- **EXERCISE OBJECTIVE**
Give every entry again, unchanged, and leave its images out.

- **SOURCE INFORMATION**
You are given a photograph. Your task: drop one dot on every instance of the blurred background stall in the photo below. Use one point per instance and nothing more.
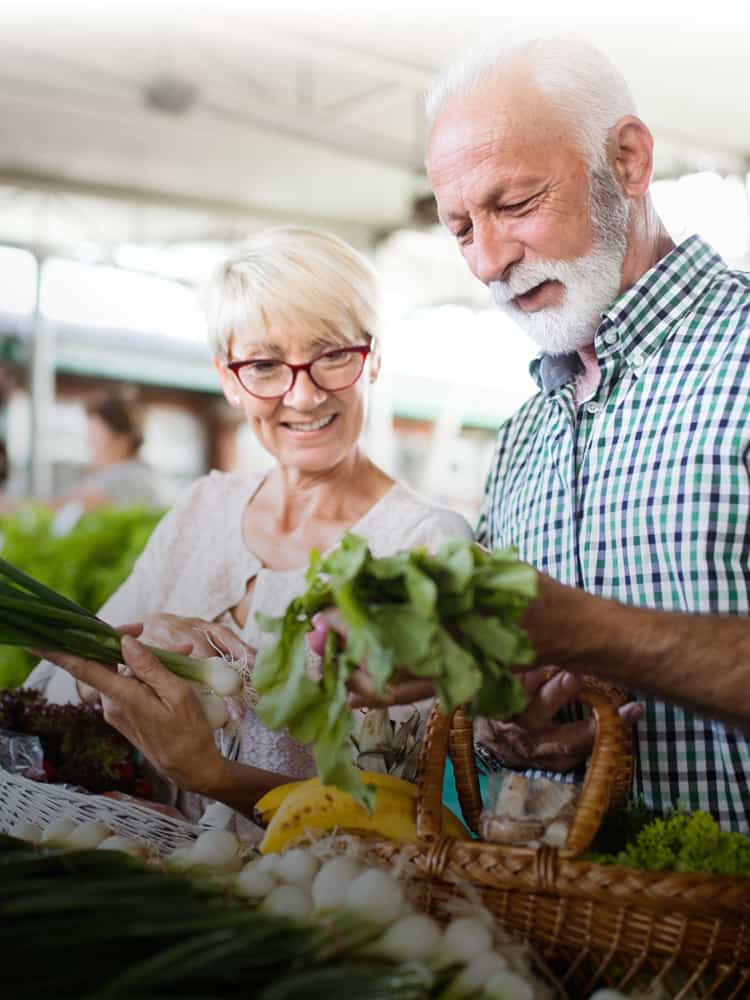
(138, 143)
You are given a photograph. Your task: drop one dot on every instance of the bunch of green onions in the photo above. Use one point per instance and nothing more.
(36, 617)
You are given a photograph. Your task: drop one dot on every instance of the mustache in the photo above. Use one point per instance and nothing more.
(523, 278)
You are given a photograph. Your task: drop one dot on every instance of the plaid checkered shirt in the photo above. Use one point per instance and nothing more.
(643, 493)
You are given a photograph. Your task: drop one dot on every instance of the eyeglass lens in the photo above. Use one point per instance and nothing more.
(331, 371)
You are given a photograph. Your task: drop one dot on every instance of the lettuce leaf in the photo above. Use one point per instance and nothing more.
(451, 617)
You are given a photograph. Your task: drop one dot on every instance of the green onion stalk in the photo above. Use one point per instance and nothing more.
(36, 617)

- **EXERCISE SOLUTION**
You are given a photograph. Your task: drop one dot on every instance of the blurred background stall in the photo below. Use one point per instance and nothing more.
(138, 143)
You are given a photograph. Your task: drop one dot on every instance of the bunch of green onions in the photo above. Use one point per instance and nothing more.
(36, 617)
You are given a photograph. Your task: drop one dot on every instance of the mustache in the photo above. Use one point per instance and nothing more.
(523, 278)
You are given a photograph. Your task: drop one dot on every instance of the plaid checkered shirt in the photo above. Use one point per instance and nothing more.
(643, 493)
You are given a photograph. Your task: drop one dot on every instance of the eyeglass lens in the photo above. Use one point per instance and nothing more.
(331, 371)
You are given a photograph. Your task: drop one dot on every instance of the lettuce leaf in the photo above. Use one point per instance and nothing more.
(451, 617)
You are given a photograph. Your task: drop one dot on every instance of the green onion stalk in the photo above. Use one point per instance and nothing more.
(36, 617)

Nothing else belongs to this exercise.